**INSTRUCTIONS TO FOLLOW**
Go to the line containing "We believe the row" in the records below and print it and every following line exactly, on through the line containing "We believe the river", then stop.

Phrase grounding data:
——
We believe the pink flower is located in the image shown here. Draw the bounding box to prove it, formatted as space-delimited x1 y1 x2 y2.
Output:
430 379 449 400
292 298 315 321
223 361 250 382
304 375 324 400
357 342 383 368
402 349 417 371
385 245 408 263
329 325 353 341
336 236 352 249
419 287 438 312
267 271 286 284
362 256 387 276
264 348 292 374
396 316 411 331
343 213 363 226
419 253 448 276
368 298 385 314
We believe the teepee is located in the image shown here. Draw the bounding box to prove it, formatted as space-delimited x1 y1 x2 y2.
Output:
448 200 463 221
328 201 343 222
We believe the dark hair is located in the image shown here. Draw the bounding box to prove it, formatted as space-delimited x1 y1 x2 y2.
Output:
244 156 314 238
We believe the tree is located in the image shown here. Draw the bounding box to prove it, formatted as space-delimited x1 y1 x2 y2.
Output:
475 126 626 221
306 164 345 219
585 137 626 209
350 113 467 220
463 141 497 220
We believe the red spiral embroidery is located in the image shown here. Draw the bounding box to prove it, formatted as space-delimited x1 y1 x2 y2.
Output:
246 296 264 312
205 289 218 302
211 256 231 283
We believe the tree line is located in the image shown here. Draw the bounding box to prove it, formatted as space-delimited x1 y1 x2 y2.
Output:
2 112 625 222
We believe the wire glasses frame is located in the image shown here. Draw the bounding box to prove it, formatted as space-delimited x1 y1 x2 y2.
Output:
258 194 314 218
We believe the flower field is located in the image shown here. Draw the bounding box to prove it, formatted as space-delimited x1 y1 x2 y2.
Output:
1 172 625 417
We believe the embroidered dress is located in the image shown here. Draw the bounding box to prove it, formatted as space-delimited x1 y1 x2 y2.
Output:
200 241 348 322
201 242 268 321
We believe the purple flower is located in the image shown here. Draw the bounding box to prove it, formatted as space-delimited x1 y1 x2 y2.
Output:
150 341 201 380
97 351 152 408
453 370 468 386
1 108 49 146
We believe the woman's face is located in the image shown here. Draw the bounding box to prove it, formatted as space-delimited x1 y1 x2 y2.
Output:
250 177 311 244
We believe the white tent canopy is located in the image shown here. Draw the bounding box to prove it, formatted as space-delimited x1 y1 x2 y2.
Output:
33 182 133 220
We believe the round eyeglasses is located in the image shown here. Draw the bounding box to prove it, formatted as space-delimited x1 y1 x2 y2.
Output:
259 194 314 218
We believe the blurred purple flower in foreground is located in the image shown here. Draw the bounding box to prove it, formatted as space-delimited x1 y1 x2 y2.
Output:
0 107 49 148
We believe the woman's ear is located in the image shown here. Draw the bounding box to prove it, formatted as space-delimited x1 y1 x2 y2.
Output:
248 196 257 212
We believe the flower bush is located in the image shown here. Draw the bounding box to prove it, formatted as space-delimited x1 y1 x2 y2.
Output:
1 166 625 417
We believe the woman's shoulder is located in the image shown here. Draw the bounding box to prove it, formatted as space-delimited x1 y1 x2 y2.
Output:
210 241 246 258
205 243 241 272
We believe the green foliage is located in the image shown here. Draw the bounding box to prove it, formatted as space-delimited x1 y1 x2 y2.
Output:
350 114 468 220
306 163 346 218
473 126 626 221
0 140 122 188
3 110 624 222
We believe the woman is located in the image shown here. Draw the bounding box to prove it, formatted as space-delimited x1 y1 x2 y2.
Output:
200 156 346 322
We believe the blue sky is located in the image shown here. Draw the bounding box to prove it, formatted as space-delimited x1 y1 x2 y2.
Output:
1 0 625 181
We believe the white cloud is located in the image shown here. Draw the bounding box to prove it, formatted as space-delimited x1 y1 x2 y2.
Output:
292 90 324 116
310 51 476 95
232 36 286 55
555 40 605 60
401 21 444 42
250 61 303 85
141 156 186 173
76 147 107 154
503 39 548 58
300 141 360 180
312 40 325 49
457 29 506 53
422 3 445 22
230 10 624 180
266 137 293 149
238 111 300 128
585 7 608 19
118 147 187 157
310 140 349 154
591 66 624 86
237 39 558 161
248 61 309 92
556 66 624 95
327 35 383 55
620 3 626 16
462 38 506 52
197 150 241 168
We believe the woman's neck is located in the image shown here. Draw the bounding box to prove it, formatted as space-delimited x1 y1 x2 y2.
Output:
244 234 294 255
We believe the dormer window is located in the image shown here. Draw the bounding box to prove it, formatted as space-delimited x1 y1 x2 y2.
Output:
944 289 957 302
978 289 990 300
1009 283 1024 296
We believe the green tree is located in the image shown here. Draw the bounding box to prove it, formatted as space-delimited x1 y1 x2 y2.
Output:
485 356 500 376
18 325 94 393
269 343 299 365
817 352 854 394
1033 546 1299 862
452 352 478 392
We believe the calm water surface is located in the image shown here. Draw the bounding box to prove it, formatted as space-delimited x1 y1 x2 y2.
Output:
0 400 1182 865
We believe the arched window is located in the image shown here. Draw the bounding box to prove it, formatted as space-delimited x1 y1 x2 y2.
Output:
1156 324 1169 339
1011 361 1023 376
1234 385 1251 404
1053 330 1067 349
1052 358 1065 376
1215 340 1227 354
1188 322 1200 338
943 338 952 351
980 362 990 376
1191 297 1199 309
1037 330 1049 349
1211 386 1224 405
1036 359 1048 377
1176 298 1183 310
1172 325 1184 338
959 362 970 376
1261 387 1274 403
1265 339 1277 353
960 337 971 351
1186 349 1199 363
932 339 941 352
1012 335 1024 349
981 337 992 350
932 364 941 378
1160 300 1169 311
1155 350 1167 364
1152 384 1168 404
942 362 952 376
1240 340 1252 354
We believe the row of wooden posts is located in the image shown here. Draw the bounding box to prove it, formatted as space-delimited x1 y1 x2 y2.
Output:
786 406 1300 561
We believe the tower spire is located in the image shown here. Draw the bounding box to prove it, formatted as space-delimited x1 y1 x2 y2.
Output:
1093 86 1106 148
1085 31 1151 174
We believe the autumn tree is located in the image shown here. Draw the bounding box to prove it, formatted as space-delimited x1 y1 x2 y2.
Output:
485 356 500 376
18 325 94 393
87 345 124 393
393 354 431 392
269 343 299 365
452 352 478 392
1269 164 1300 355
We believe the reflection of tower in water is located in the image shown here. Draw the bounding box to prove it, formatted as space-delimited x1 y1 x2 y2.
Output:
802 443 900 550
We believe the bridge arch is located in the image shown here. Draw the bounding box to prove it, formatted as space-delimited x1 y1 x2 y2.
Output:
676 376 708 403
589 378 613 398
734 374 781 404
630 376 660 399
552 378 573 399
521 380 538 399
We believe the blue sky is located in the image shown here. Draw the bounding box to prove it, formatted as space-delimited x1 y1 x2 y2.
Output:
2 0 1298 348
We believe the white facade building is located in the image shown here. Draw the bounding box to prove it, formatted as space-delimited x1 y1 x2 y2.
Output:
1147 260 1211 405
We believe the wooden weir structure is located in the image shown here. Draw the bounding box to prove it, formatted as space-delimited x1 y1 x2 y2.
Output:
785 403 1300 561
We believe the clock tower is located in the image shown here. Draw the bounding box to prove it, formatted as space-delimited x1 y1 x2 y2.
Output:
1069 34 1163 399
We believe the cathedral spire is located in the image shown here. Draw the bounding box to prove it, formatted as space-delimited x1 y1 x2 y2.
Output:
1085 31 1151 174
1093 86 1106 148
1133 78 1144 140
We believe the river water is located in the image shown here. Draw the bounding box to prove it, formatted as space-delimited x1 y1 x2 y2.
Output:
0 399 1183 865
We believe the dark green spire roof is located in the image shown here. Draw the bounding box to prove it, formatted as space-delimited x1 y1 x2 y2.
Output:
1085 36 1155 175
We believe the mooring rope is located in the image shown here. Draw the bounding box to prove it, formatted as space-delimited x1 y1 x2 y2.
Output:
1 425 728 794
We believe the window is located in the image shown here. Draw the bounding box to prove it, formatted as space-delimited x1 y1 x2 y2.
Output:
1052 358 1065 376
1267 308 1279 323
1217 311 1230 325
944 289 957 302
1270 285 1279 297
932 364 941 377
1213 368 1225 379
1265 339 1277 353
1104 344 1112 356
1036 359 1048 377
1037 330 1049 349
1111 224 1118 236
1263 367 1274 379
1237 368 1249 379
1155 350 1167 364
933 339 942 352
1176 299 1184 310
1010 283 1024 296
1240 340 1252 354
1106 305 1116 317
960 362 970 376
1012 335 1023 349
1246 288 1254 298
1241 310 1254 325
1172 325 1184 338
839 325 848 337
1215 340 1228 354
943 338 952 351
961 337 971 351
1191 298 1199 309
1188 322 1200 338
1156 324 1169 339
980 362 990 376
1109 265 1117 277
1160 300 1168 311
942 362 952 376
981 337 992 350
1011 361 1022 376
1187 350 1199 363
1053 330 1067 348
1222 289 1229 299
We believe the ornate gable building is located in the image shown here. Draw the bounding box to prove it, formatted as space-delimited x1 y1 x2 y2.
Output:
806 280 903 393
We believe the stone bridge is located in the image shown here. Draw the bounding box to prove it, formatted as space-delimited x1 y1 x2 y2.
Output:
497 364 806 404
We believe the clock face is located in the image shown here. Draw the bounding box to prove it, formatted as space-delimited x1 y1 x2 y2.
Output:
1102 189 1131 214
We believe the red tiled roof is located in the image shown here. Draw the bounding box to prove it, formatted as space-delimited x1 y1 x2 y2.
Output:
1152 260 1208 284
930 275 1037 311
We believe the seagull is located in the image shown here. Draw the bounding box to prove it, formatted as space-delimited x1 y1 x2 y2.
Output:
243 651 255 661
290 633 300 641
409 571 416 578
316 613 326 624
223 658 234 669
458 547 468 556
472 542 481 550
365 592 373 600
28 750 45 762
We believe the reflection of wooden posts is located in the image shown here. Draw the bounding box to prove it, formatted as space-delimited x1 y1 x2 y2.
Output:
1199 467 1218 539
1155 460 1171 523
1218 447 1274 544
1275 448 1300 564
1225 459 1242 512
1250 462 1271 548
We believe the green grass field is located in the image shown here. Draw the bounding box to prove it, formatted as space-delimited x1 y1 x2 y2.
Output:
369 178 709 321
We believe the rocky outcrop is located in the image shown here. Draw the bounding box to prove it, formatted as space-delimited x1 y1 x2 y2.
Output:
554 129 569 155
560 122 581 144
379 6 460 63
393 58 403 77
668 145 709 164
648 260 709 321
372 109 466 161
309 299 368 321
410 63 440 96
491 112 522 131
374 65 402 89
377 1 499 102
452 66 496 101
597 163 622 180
——
**EXERCISE OUTPUT**
We believe the row of wooden posts is located in the image shown here. Draw the bounding box to prove it, formatted as space-delimited x1 y1 x2 y2.
Output:
786 406 1300 561
We believe the tower spire is located in the image shown here. Draw the bounding box to prove it, formatted as space-delimited x1 y1 x2 y2.
Output:
1093 86 1106 148
1085 31 1151 174
We believe the autumn tree is located in the image shown here. Draw the bounding box to prove it, formatted as space-delimited x1 y1 x2 y2.
Output:
485 356 500 376
18 325 94 393
87 345 124 393
393 354 431 392
269 343 299 365
452 352 478 392
1269 164 1300 355
We believe the reflection of tower in water is located in the image shown here. Draw the bounding box to prove it, formatted as space-delimited x1 y1 x2 y2.
Output:
802 443 900 550
We believe the bridge arch is located in the image shown here. Draw the bounding box to prove it, formatted as space-delimited x1 y1 x2 y2.
Output:
676 376 708 403
589 378 613 398
734 374 781 404
630 376 660 399
552 378 573 399
521 380 538 399
We believe the blue sky is located in the image shown here. Draw the bounding box to prove it, formatted as space-delimited x1 y1 x2 y2.
Output:
2 0 1298 348
We believe the white facade building is located in the image shown here. Draw the bounding box to prove it, formatted as space-delimited x1 y1 x2 y2.
Output:
1147 260 1211 405
We believe the wooden weir structure is located in the image shown here. Draw the bounding box to prove it, formatted as space-delimited x1 y1 x2 y2.
Output:
785 403 1300 561
We believe the clock tower is located in the image shown here. Draw the bounding box to prove it, formatted as space-delimited x1 y1 x2 y2.
Output:
1069 34 1163 399
We believe the cathedral spire is located in the image shown here. Draw the bounding box to prove it, formatted as space-delimited x1 y1 x2 y2.
Output:
1085 31 1151 174
1093 86 1106 148
1133 78 1144 140
We believe the river water is located in the image shown here. Draw the bounding box to prove it, formatted as space-delimited x1 y1 x2 y2.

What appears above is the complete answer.